Fragmento del texto:

=-=-=

Cuando se dice, como se dice por ahí haciendo gala de un adanismo sublime, que todo surge ayer, hay que recordar que aquí, desde hace 111 años, los debates son siempre los mismos.
Uno de ellos es el de la soberanía popular.
En 1978 el borrador constitucional hablaba de que la soberanía reside en el pueblo español. Uno solo. Un estado unitario que contó con nuestras enmiendas a este artículo que era la madre del cordero, porque nosotros dijimos que la soberanía residía en los distintos pueblos que componen el estado siguiendo el concepto ascendente de abajo arriba. Nosotros hablamos de unión de voluntades y del concepto de solidaridad que debe presidir una relación de unos con los otros.
No lo logramos. Sólo se apuntó la patita de las nacionalidades y regiones sin decir lo que es una nacionalidad y lo que es una región. Ahora nacionalidades, y naciones lo quieren ser todas. Y, para cerrar lo de la única soberanía se puso ahí el artículo 8 de la constitución faro, guardián y sable de la defensa de esa unidad.

=-=-=

Tareas:
[a] Imprime del fragmento sobre la soberanía todo lo que va desde "En 1978 el borrador" hasta "con los otros.".
[b] Según el fragmento sobre la soberanía, ¿dónde decía el borrador constitucional de 1978 que reside la soberanía?

=-=-=

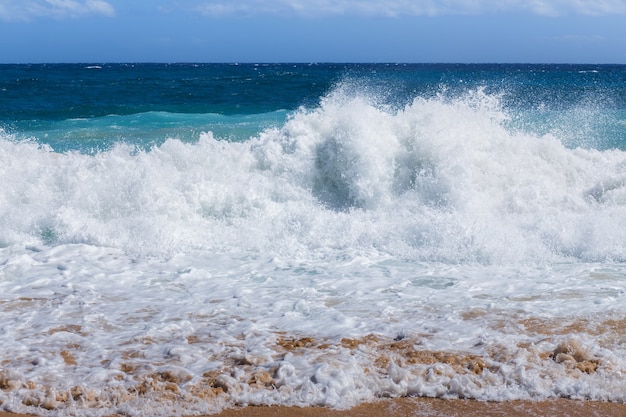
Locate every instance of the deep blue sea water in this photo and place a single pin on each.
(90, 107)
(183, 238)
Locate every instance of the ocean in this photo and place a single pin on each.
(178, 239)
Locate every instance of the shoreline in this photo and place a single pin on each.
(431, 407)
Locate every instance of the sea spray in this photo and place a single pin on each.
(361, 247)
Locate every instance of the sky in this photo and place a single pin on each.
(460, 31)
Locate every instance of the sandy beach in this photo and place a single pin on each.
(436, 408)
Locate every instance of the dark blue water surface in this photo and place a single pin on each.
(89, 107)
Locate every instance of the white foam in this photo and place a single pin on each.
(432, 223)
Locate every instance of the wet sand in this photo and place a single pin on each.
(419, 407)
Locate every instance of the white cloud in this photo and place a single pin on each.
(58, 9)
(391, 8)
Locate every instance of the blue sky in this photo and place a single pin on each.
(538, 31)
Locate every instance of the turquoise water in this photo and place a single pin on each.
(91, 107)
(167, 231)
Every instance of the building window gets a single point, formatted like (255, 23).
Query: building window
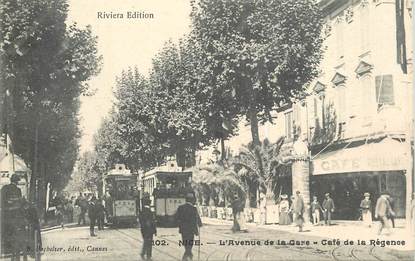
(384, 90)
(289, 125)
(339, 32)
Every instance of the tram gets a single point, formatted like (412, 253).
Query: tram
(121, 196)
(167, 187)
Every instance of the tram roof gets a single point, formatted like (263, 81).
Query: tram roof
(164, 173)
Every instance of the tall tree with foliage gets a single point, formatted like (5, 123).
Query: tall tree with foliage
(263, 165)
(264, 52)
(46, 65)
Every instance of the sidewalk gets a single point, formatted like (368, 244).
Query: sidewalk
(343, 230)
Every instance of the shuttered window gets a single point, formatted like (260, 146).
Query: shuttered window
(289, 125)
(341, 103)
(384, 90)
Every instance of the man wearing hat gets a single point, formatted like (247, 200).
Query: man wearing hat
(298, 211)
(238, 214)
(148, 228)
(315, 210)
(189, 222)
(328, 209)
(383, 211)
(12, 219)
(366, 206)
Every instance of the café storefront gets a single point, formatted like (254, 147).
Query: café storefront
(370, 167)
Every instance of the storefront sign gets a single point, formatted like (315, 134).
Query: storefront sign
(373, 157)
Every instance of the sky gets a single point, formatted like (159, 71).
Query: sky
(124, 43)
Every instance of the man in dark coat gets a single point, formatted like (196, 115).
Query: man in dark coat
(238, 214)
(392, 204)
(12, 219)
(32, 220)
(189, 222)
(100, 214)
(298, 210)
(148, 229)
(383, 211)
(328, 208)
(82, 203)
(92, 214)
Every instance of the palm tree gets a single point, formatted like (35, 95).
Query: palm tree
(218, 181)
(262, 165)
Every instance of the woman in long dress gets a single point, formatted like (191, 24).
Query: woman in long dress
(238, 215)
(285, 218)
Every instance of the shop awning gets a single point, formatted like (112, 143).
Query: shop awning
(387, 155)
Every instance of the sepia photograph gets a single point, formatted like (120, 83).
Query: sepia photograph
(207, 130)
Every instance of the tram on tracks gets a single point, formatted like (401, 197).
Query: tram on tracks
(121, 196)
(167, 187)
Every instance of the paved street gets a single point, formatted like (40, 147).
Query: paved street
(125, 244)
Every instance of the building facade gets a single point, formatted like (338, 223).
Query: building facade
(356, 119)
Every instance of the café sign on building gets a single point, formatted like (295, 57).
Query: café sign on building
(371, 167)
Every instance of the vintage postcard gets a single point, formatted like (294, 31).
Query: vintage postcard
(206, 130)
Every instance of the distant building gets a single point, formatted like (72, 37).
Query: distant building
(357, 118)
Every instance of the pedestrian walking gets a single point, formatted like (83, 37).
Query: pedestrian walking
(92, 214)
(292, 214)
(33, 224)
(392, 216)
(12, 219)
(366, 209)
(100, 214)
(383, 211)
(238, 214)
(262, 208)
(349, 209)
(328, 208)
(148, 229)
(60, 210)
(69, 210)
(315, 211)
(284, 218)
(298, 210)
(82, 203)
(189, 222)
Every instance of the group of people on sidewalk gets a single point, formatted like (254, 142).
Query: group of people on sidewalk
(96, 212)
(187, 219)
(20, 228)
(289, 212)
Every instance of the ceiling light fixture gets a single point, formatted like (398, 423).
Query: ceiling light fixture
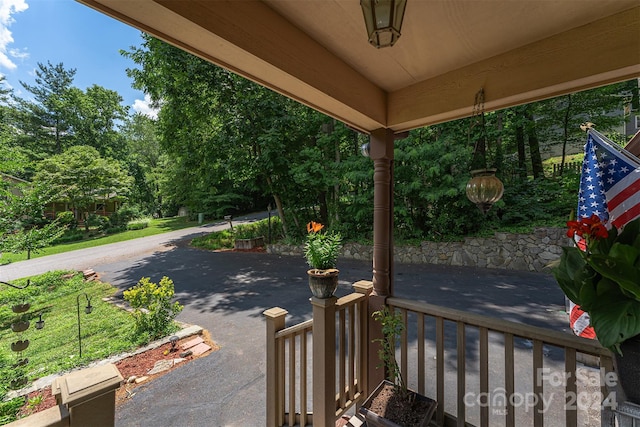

=-=-=

Respuestas:
[a]
En 1978 el borrador constitucional hablaba de que la soberanía reside en el pueblo español. Uno solo. Un estado unitario que contó con nuestras enmiendas a este artículo que era la madre del cordero, porque nosotros dijimos que la soberanía residía en los distintos pueblos que componen el estado siguiendo el concepto ascendente de abajo arriba. Nosotros hablamos de unión de voluntades y del concepto de solidaridad que debe presidir una relación de unos con los otros.

[b] En el pueblo español.